(Excerpts of location labeling data)
━━━
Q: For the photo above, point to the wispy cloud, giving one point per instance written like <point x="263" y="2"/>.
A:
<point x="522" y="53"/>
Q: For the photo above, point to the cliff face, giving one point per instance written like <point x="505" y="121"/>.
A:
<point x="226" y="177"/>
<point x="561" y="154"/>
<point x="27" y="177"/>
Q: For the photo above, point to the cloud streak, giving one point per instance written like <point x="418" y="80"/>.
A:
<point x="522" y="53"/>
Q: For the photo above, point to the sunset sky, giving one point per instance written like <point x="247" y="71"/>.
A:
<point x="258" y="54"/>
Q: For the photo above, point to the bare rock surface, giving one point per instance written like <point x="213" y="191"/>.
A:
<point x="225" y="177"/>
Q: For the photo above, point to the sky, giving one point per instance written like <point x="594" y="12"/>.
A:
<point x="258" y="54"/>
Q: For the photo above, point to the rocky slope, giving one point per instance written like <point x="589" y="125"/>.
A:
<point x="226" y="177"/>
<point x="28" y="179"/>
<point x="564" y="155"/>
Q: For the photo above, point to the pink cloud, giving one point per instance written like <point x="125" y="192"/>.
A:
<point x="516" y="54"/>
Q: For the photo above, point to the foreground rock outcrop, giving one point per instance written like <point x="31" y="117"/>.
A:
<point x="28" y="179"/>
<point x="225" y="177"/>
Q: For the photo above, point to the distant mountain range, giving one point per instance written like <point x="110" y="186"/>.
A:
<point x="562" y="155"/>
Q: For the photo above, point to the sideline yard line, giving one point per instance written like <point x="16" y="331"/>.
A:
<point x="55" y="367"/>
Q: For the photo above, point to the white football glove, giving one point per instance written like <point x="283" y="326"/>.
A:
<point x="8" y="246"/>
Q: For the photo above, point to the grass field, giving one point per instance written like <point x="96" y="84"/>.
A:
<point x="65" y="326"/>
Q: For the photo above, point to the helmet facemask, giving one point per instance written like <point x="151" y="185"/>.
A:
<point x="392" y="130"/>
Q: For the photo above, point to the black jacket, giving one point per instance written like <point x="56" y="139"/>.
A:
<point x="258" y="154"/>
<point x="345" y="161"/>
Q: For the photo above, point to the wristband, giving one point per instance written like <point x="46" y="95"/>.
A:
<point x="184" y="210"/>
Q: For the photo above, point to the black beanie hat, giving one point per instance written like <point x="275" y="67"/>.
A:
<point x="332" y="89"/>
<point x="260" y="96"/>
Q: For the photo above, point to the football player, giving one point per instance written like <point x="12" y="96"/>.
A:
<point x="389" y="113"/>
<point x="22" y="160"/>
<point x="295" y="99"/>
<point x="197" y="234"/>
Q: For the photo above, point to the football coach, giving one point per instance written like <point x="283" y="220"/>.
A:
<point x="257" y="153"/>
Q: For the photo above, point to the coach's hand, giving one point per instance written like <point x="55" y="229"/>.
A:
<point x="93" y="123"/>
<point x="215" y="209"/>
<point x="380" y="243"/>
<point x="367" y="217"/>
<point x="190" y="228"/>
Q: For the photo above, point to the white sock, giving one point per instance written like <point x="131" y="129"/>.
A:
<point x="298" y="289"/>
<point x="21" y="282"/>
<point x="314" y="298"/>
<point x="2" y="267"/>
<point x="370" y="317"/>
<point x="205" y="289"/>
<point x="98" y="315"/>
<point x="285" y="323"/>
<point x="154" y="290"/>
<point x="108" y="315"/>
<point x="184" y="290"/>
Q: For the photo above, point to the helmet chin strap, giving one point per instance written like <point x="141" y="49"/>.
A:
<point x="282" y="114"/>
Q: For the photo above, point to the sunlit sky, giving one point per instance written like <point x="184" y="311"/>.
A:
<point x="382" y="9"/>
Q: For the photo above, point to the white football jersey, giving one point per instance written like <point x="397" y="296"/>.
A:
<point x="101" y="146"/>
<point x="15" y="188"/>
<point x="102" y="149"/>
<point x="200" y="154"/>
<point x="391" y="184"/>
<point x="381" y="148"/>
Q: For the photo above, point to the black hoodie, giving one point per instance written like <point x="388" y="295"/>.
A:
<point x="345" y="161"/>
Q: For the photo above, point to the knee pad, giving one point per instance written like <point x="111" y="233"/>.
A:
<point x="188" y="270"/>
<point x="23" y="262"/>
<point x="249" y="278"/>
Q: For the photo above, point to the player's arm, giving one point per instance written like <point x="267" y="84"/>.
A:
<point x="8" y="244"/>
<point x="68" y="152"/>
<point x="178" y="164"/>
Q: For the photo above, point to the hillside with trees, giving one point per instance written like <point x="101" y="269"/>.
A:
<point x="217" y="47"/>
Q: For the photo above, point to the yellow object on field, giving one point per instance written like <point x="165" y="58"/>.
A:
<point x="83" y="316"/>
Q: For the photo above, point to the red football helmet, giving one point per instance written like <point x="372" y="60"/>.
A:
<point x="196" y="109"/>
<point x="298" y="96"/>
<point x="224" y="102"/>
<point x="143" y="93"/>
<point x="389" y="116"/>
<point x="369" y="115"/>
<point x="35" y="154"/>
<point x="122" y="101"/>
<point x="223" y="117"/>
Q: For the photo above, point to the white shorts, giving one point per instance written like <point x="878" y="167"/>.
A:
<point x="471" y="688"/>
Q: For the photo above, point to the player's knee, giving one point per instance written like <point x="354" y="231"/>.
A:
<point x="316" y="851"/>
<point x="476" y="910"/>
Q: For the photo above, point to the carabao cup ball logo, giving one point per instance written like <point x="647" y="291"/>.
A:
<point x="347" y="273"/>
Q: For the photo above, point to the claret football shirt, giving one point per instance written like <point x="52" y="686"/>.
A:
━━━
§ SHORT PROBLEM:
Transcribe the whole listing with nothing added or left out.

§ OUTPUT FOR THIS TASK:
Q: For the photo above, point to the wispy cloud, giving one point per instance written like <point x="263" y="2"/>.
A:
<point x="522" y="53"/>
Q: For the photo above, point to the cliff face, giving one point per instance written like <point x="505" y="121"/>.
A:
<point x="226" y="177"/>
<point x="561" y="154"/>
<point x="27" y="177"/>
Q: For the photo above, point to the cloud streak, giving one point per instance written like <point x="418" y="80"/>.
A:
<point x="522" y="53"/>
Q: For the photo above, point to the sunset sky, giving one point per instance written like <point x="247" y="71"/>.
A:
<point x="258" y="54"/>
Q: For the photo above, point to the bare rock surface, giving one point per instance written like <point x="213" y="191"/>.
A:
<point x="225" y="177"/>
Q: For the photo above, point to the sky, giving one point per instance written like <point x="594" y="12"/>.
A:
<point x="258" y="54"/>
Q: For the photo above, point to the rocky slope, giving one point per instance written like <point x="589" y="125"/>.
A:
<point x="226" y="177"/>
<point x="28" y="179"/>
<point x="564" y="155"/>
Q: For the photo above, point to the pink cloud, giving one point per instance written like <point x="125" y="192"/>.
A:
<point x="516" y="54"/>
Q: For the photo above, point to the foreground rock outcrop, giving one point per instance written like <point x="31" y="117"/>.
A:
<point x="28" y="179"/>
<point x="225" y="177"/>
Q: For the photo above, point to the distant mountain range, giving one point per instance written like <point x="110" y="186"/>.
A:
<point x="562" y="155"/>
Q: For the photo above, point to the sideline yard line, giving one point per instance written like <point x="16" y="331"/>.
A:
<point x="55" y="367"/>
Q: For the photo above, point to the white football glove, giving one point per instance written like <point x="283" y="326"/>.
A:
<point x="8" y="246"/>
Q: For the photo above, point to the grass field, giving one point per instance written like <point x="96" y="84"/>.
A:
<point x="65" y="326"/>
Q: For the photo above, point to the helmet facemask, giving one point per instance written like <point x="151" y="185"/>.
A:
<point x="392" y="130"/>
Q: For the photo above, point to the black jacket, giving one point per instance written like <point x="56" y="139"/>.
A:
<point x="258" y="154"/>
<point x="345" y="161"/>
Q: For the photo above, point to the wristband, giving one point per instance written like <point x="46" y="95"/>.
A:
<point x="184" y="210"/>
Q: For the photo above, point to the black beanie hat, giving one point per instance written like <point x="275" y="67"/>.
A:
<point x="332" y="89"/>
<point x="260" y="96"/>
Q: For the photo above, point to the football player, giving one point per instance written like <point x="12" y="96"/>.
A:
<point x="389" y="113"/>
<point x="22" y="160"/>
<point x="295" y="99"/>
<point x="197" y="234"/>
Q: For the photo above, point to the football coach, giving one point per instance written like <point x="283" y="220"/>.
A:
<point x="257" y="153"/>
Q: For the photo above, point to the coach's hand, giving one point per instance written like <point x="55" y="229"/>.
A:
<point x="93" y="123"/>
<point x="215" y="209"/>
<point x="380" y="243"/>
<point x="367" y="217"/>
<point x="190" y="228"/>
Q: For the photo above, point to the white sock, giving one point per instance written like <point x="131" y="129"/>.
A:
<point x="298" y="289"/>
<point x="21" y="282"/>
<point x="314" y="298"/>
<point x="2" y="267"/>
<point x="370" y="317"/>
<point x="205" y="289"/>
<point x="98" y="315"/>
<point x="285" y="323"/>
<point x="154" y="290"/>
<point x="108" y="315"/>
<point x="184" y="290"/>
Q: For the photo above, point to the helmet chin strap, giving one point per instance written like <point x="141" y="49"/>.
A:
<point x="282" y="114"/>
Q: For the photo above, point to the sunlit sky, giving one point per instance written like <point x="184" y="311"/>.
A:
<point x="382" y="9"/>
Q: For the photo above, point to the white football jersey, giving one point per instance written like <point x="397" y="296"/>.
A:
<point x="101" y="146"/>
<point x="15" y="188"/>
<point x="102" y="149"/>
<point x="200" y="154"/>
<point x="391" y="184"/>
<point x="381" y="148"/>
Q: For the photo above, point to the black hoodie, giving one point per instance written like <point x="388" y="295"/>.
A:
<point x="345" y="161"/>
Q: For the photo above, point to the knee pad, giving one point per instance written like <point x="111" y="233"/>.
A:
<point x="188" y="270"/>
<point x="23" y="262"/>
<point x="249" y="278"/>
Q: For the photo above, point to the player's arm, giving one point per instance written like <point x="267" y="84"/>.
A:
<point x="8" y="244"/>
<point x="68" y="152"/>
<point x="178" y="164"/>
Q: For the photo above, point to the hillside with trees, giving one point per instance written like <point x="101" y="269"/>.
A:
<point x="217" y="47"/>
Q: For the photo above, point to the yellow object on field, giving one point per instance written like <point x="165" y="58"/>.
A:
<point x="83" y="316"/>
Q: For the photo above, point to the red football helmet, giving one point per instance written like <point x="372" y="60"/>.
A:
<point x="196" y="109"/>
<point x="298" y="96"/>
<point x="224" y="102"/>
<point x="143" y="93"/>
<point x="389" y="116"/>
<point x="369" y="115"/>
<point x="35" y="154"/>
<point x="122" y="101"/>
<point x="223" y="117"/>
Q: For the photo above, point to the white shorts, giving one point per instance written like <point x="878" y="167"/>.
A:
<point x="471" y="688"/>
Q: For the photo above, point to the player's knee, giving one point per instance written like <point x="354" y="231"/>.
A:
<point x="316" y="851"/>
<point x="476" y="910"/>
Q: For the photo above, point to the carabao cup ball logo, giving one point per instance written like <point x="647" y="291"/>.
A:
<point x="347" y="273"/>
Q: For the photo above, point to the claret football shirt, giving one point per instance written like <point x="52" y="686"/>.
A:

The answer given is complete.